• [Required work]:
[1] Answer these questions using the article on Australian domestic airfares.
(a) By what percentage did average revenue per passenger rise in October 2022 compared with the same month in 2019?
(b) What is the name of the ACCC commissioner quoted in the article?
(c) As of November 2022, how did flexible economy and business class fares compare with pre-Covid prices?
[2] Reproduce the passage of the airfares article starting with "These abnormal fluctuations" and going on through "affected by the Covid19 pandemic.".

• [Study text]:
· · · · ·

Jetstar & Qantas 787 Dreamliner at Sydney Airport
Bidgee, CC BY-SA 3.0 AU, via Wikimedia Commons

Australian domestic airfares soar on high demand

LONDON – According to Australia’s Competition and Consumer Commission (ACCC), the country’s top three airlines are forecasting a profitable year. In what appears to be a recovery after three years of poor financial performance caused by the Covid19 pandemic.

A quarterly report that has been released today shows that the “average revenue per passenger” has increased 27 percent in the month of October 2022, when compared to the same month in 2019. 

The rise was based across all passenger fares, but it would come as no surprise to see that it is the discounted economy fares that have increased the most.

Driven by the fact there are fewer flights available, but still strong demand. Airlines have not been required to offer special prices in order to fill their seats.

Commissioner Anna Brakey for the ACCC said: “Airfares have risen due to strong demand for travel and constrained supply as airlines have scaled back their schedules in response to high jet fuel costs and operational challenges.”

In an index of the discounted economy fares across the 70 most popular domestic routes had doubled in November 2022, when measured against April of this year, when they were at an 11 year low. The same statistics show that the cheapest available fares reached a 15 year high in September 2022.

These abnormal fluctuations from one extreme to the other on discounted airfares in the same year goes to prove how the industry has been affected by the Covid19 pandemic.

Flexible economy tickets and business class airfares have not increased at the same rate as discounted economy tickets. As of November 2022, they remained lower than pre-Covid prices.

“We accept that the airlines are still experiencing some pandemic-related resource challenges, but the ACCC will be monitoring them closely to ensure they return capacity to the market in a timely manner to start easing pressure on airfares.”

· · · · ·

• [Input data]:
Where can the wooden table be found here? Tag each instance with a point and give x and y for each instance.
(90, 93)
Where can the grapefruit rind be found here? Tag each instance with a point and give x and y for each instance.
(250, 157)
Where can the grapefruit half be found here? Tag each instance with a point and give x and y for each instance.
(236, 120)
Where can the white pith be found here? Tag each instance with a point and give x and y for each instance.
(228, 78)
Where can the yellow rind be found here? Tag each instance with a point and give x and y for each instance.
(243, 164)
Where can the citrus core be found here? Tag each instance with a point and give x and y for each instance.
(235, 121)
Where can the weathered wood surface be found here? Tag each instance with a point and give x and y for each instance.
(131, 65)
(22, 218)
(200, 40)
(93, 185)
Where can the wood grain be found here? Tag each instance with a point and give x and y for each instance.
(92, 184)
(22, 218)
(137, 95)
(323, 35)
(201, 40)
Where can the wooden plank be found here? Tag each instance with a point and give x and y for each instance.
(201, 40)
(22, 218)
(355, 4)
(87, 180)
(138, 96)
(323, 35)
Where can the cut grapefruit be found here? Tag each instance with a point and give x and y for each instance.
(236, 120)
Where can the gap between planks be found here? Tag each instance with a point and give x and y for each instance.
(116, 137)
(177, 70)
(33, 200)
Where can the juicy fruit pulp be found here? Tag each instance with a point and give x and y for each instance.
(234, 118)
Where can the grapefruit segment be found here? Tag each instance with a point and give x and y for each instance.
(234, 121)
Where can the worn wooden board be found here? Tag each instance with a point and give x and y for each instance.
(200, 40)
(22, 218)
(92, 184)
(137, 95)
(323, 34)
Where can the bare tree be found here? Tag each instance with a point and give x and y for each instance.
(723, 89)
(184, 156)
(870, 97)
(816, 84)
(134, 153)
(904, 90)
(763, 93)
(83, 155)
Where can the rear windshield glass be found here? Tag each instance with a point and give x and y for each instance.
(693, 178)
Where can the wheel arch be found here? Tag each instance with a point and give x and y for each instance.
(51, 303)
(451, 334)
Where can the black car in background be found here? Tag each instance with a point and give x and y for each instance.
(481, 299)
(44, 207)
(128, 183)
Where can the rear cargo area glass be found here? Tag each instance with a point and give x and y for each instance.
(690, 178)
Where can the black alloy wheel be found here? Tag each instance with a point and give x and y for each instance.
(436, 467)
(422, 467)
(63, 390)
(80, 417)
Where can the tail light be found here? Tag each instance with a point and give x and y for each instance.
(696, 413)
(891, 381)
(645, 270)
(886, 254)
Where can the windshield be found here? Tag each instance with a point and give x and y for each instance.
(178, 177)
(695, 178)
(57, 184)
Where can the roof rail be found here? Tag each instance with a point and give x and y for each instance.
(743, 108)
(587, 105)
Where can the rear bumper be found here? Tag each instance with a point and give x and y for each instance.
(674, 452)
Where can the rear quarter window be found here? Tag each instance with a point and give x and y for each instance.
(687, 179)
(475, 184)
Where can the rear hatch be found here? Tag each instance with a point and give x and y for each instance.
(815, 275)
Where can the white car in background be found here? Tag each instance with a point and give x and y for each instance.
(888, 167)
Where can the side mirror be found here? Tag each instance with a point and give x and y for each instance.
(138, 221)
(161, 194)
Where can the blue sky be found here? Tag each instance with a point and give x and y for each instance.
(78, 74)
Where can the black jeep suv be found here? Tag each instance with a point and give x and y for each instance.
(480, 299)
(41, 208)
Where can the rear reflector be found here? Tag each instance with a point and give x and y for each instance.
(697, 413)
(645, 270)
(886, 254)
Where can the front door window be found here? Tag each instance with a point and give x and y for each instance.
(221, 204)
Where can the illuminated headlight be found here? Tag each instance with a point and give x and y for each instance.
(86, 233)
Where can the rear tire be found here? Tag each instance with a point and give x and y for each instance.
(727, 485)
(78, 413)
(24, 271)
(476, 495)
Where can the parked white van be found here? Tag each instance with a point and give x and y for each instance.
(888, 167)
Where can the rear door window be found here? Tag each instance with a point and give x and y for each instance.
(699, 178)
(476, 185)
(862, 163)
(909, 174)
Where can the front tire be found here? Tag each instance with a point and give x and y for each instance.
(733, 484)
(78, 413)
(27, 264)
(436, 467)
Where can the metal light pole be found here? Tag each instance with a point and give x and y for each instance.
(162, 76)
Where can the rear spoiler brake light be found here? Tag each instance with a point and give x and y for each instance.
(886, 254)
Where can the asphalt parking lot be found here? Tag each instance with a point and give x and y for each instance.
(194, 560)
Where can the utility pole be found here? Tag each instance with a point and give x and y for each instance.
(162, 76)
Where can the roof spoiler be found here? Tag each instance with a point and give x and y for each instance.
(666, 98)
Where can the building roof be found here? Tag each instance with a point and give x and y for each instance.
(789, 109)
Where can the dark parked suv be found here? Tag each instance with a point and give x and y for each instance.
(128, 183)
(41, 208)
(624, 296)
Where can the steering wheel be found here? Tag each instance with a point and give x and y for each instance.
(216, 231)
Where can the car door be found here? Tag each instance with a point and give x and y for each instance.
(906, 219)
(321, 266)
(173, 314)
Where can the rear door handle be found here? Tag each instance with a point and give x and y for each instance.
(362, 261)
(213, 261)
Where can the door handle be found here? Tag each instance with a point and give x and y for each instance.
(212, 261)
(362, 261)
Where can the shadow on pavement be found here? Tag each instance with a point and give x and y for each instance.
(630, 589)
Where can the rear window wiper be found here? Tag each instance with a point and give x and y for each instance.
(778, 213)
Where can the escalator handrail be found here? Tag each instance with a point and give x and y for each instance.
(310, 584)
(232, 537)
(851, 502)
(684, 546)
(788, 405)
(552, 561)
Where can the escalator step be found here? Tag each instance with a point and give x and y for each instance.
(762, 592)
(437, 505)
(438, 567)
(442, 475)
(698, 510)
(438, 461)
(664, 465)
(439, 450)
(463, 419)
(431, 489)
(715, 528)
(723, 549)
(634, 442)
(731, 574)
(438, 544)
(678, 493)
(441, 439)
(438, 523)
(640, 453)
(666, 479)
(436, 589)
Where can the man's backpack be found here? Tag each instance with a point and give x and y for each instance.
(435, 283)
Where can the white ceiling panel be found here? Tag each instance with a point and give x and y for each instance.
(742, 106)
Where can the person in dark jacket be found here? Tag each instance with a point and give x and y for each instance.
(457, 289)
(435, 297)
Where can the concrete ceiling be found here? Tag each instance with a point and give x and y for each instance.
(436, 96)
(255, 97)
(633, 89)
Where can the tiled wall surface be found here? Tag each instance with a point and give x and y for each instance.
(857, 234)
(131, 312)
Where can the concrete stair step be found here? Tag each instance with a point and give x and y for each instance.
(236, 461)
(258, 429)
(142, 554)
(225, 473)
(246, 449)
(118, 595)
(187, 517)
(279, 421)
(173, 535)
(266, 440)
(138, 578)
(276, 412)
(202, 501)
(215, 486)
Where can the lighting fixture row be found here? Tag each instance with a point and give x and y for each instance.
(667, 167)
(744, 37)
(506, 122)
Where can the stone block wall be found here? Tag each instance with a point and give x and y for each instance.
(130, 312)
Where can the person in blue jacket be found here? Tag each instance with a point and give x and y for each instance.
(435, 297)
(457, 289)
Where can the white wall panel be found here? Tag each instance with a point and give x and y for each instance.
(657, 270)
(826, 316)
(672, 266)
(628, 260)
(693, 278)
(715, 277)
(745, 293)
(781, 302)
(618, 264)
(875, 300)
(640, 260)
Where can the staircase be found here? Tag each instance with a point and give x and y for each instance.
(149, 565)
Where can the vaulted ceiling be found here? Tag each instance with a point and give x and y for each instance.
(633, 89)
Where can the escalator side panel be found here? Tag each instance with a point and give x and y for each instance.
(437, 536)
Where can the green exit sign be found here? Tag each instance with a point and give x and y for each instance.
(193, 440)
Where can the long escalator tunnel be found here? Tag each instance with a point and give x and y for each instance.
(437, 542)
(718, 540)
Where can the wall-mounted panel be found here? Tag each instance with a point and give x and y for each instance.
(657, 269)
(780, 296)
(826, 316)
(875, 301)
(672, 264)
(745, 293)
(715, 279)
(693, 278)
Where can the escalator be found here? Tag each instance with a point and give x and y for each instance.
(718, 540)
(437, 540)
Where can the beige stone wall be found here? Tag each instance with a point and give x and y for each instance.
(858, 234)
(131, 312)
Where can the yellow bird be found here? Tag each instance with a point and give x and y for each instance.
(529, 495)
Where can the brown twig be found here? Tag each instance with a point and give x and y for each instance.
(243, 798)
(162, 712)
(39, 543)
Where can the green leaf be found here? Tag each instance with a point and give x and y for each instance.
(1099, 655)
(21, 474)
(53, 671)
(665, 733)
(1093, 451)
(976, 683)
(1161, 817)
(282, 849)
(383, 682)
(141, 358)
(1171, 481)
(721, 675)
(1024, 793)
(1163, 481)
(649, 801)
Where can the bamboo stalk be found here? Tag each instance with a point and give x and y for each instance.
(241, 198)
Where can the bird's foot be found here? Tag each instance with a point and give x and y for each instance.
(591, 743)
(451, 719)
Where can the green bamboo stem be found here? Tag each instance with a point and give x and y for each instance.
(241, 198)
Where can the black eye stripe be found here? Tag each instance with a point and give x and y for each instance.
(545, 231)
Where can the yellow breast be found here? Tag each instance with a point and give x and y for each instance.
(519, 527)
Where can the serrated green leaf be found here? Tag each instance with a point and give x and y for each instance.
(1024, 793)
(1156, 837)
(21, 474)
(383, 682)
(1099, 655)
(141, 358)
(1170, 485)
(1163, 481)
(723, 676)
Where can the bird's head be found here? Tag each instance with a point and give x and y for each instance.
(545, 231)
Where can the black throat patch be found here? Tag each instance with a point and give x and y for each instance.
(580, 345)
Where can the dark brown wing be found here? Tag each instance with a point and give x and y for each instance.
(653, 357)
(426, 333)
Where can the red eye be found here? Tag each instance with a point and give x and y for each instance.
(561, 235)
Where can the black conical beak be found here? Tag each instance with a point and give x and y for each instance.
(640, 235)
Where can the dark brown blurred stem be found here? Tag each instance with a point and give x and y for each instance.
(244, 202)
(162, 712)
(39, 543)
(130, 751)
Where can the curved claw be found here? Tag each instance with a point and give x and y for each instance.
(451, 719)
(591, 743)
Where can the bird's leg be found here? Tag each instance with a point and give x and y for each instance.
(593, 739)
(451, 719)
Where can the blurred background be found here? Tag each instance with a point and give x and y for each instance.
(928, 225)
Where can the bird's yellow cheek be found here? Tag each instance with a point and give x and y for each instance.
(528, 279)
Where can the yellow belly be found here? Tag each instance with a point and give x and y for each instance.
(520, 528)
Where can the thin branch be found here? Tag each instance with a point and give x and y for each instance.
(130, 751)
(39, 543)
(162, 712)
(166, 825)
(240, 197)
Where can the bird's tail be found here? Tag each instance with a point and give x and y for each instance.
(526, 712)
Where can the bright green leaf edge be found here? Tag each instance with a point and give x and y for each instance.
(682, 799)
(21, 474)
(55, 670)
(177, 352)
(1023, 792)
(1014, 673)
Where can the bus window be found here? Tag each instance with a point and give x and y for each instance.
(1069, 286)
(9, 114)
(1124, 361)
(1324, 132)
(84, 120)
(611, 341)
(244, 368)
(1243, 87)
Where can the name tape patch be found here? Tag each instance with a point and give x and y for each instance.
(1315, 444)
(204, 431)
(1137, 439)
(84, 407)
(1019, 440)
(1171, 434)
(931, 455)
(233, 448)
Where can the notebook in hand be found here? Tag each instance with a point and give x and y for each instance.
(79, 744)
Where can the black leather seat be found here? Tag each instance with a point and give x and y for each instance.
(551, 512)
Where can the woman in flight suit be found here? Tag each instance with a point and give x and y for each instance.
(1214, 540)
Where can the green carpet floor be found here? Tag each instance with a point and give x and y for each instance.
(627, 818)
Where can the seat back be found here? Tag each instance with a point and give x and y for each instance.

· · · · ·

• [Answers to the problems]:
[1]
(a) 27 percent.
(b) Anna Brakey.
(c) They remained lower than pre-Covid prices.

[2]
These abnormal fluctuations from one extreme to the other on discounted airfares in the same year goes to prove how the industry has been affected by the Covid19 pandemic.